◆ **Task instructions**:
Write down each entry precisely as given.

Point localization data
---------------

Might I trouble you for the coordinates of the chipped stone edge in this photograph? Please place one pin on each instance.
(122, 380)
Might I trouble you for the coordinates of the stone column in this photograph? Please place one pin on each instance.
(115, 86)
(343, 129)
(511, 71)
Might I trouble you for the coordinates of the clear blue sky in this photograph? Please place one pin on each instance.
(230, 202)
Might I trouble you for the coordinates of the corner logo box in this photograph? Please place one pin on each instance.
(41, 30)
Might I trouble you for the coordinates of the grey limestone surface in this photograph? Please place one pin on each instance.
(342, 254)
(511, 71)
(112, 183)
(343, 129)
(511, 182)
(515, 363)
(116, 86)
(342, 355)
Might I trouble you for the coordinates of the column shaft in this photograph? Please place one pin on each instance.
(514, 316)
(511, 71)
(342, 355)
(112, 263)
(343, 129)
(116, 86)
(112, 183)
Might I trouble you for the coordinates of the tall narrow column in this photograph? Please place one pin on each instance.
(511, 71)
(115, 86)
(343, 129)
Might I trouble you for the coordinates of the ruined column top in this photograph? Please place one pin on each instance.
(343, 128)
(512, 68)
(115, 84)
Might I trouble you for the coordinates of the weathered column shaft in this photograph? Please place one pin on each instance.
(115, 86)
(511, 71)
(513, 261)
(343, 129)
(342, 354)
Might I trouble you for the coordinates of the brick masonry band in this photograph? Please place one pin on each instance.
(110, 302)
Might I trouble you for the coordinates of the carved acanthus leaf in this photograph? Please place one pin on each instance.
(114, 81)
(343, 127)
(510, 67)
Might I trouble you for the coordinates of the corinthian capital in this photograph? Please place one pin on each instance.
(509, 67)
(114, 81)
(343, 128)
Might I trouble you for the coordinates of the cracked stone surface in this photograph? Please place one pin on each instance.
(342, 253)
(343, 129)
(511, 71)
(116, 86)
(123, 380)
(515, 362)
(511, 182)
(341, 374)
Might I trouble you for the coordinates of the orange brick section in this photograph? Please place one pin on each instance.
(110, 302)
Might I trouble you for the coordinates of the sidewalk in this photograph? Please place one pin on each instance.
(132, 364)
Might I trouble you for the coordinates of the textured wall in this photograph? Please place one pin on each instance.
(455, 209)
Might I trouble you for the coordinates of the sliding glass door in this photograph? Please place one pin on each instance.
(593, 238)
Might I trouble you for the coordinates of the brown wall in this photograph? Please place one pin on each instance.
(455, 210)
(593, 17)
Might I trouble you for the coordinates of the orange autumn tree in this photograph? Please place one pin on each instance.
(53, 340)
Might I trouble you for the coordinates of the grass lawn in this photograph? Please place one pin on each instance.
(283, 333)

---------------

◆ **Solution below**:
Might I trouble you for the coordinates of the chipped stone edge in this photograph? Please place one pin on each instance.
(122, 380)
Might I trouble you for the coordinates of the stone column in this photograph? Please place one pin on each instance.
(115, 86)
(343, 129)
(511, 71)
Might I trouble you for the coordinates of the clear blue sky in this photograph? Please place one pin on each instance.
(230, 202)
Might I trouble you for the coordinates of the corner logo box in this photograph? Please place one pin on each instance.
(41, 30)
Might I trouble you for the coordinates of the grey limestone surface in this photograph? Please place one pin on each instance.
(342, 254)
(511, 71)
(112, 183)
(343, 129)
(511, 182)
(515, 363)
(116, 86)
(342, 355)
Might I trouble you for the coordinates of the column shaft in this photograph? Please place one pin on each instance.
(514, 316)
(511, 71)
(342, 355)
(112, 263)
(343, 129)
(116, 86)
(112, 183)
Might I trouble you for the coordinates of the tall narrow column in this photograph? Please place one pin on each instance.
(511, 71)
(115, 86)
(343, 129)
Might I trouble you for the coordinates of the ruined column top in this photograph? Please place one pin on each instance.
(343, 128)
(512, 68)
(115, 84)
Might I trouble you for the coordinates of the weathered column shaft in this photograph? Please place one pin on each instance.
(115, 86)
(511, 71)
(513, 261)
(343, 129)
(342, 354)
Might I trouble you for the coordinates of the brick masonry band in this photograph? Please place one pin on each instance.
(110, 302)
Might I trouble you for the coordinates of the carved acanthus leaf in this photograph? Please place one pin on each instance.
(114, 81)
(343, 127)
(510, 67)
Might I trouble you for the coordinates of the corinthian capital in this photograph? Please place one pin on each instance.
(509, 67)
(114, 81)
(343, 128)
Might I trouble you for the coordinates of the cracked stone surface in this photograph? Please place one pin on each instance.
(342, 253)
(343, 129)
(511, 71)
(116, 86)
(123, 380)
(515, 362)
(511, 182)
(341, 374)
Might I trouble you for the coordinates of the orange brick section in this photograph? Please place one pin on each instance.
(110, 302)
Might I trouble you for the coordinates of the sidewalk in this photograph? Please place one pin on each instance.
(132, 364)
Might I trouble you for the coordinates of the textured wall in this photograph? Please place one pin on each instance.
(455, 209)
Might I trouble you for the coordinates of the sliding glass door in this photograph? Please place one pin on each instance.
(593, 238)
Might I trouble you for the coordinates of the brown wall in this photograph? Please place one pin on each instance.
(455, 210)
(593, 17)
Might I trouble you for the coordinates of the orange autumn tree in this photograph? Please place one pin on each instance.
(53, 340)
Might I trouble you for the coordinates of the grass lawn in this photograph? Please place one pin on each instance.
(283, 333)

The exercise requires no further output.